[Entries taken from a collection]
• • • •

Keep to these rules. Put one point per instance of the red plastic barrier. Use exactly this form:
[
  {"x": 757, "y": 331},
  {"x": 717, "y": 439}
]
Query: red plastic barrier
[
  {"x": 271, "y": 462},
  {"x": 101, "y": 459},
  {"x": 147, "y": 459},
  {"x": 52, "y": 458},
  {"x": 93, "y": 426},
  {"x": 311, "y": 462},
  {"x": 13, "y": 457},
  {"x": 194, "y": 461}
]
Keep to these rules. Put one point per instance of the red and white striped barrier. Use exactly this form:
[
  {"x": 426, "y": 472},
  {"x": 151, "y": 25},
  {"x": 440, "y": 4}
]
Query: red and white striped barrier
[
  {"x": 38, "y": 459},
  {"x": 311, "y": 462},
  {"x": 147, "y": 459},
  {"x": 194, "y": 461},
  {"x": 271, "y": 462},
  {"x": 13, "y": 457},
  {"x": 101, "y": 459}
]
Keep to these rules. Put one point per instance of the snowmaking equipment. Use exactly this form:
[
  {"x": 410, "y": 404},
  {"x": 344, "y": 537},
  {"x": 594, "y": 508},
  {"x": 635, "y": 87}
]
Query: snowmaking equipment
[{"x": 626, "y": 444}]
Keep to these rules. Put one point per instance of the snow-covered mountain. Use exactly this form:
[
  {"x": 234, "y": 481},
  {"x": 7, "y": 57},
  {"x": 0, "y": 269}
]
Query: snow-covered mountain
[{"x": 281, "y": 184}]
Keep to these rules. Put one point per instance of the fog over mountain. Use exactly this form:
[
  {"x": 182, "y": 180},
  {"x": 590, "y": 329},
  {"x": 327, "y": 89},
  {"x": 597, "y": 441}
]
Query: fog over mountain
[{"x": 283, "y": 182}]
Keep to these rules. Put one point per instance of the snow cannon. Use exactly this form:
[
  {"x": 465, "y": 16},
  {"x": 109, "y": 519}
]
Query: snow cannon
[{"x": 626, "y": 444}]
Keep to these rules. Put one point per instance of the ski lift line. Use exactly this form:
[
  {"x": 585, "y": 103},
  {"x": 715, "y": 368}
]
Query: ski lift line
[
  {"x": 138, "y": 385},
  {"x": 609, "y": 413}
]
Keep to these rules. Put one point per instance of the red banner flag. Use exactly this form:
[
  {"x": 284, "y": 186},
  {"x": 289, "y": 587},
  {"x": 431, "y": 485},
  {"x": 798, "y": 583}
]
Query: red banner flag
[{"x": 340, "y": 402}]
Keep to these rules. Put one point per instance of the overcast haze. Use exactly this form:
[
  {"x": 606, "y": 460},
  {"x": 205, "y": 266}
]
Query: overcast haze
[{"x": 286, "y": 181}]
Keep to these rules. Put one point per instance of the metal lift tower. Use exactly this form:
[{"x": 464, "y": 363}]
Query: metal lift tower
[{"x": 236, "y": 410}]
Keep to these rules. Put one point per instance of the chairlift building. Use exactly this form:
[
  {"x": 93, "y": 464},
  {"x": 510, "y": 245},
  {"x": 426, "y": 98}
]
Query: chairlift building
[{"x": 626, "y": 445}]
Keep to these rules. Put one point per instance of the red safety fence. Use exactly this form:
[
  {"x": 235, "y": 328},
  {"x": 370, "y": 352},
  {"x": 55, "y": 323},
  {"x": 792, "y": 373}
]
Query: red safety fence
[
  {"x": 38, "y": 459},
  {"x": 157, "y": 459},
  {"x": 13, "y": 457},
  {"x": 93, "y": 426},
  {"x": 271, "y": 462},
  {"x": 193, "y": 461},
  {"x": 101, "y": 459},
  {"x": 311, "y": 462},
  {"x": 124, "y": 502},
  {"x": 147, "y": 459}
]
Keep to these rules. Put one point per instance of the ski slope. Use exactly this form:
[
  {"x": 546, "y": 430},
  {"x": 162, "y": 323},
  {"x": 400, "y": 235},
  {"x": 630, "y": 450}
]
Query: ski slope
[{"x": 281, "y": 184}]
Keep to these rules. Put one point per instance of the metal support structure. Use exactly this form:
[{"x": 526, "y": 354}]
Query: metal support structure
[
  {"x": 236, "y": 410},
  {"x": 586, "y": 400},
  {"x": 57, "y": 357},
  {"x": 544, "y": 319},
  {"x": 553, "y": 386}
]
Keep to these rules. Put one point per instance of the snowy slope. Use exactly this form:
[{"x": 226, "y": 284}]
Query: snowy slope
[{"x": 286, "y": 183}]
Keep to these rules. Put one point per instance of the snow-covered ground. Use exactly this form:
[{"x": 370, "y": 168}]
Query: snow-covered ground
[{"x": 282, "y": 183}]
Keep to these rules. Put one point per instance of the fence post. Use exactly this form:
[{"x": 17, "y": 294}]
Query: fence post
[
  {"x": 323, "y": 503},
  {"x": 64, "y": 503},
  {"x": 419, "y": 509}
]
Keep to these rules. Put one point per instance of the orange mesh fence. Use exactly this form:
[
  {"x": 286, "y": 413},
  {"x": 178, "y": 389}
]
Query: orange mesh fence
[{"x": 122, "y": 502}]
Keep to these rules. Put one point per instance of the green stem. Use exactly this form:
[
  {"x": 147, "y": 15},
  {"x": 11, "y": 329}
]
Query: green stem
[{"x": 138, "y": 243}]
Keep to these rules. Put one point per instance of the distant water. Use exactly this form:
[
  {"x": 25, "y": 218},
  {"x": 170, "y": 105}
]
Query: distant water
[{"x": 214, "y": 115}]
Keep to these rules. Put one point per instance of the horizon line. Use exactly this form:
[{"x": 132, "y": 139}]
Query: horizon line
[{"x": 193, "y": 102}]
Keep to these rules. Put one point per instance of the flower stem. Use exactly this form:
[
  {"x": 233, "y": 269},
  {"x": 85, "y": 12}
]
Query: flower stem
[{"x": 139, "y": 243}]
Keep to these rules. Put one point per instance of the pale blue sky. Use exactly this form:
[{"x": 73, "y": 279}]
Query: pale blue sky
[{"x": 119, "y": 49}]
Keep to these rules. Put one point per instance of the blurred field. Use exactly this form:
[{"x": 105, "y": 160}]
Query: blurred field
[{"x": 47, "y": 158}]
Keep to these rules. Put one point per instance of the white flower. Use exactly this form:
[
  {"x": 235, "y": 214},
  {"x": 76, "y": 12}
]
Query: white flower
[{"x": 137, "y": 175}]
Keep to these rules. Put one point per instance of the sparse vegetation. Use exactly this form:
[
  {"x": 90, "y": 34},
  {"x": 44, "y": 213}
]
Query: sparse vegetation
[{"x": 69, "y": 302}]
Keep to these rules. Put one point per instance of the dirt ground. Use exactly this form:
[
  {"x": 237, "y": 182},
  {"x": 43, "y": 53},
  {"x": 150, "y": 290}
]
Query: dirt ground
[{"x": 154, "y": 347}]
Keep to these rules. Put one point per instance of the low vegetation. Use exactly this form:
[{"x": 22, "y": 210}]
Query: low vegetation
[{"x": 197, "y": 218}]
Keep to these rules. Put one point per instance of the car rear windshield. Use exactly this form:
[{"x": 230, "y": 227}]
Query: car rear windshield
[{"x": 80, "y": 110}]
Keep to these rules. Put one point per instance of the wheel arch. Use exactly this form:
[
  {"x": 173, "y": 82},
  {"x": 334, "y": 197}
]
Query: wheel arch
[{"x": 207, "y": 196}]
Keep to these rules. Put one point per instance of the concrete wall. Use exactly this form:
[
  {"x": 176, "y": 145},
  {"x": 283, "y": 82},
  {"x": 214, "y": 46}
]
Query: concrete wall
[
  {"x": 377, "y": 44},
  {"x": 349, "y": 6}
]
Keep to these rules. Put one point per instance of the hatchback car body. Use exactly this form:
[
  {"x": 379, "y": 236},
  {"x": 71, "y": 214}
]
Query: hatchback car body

• • • •

INSTRUCTIONS TO FOLLOW »
Across the records above, show each line containing the word "hatchback".

RESULT FOR THIS EXERCISE »
Keep to these rules. Put one point per instance of the hatchback car body. Use exactly this form:
Query: hatchback car body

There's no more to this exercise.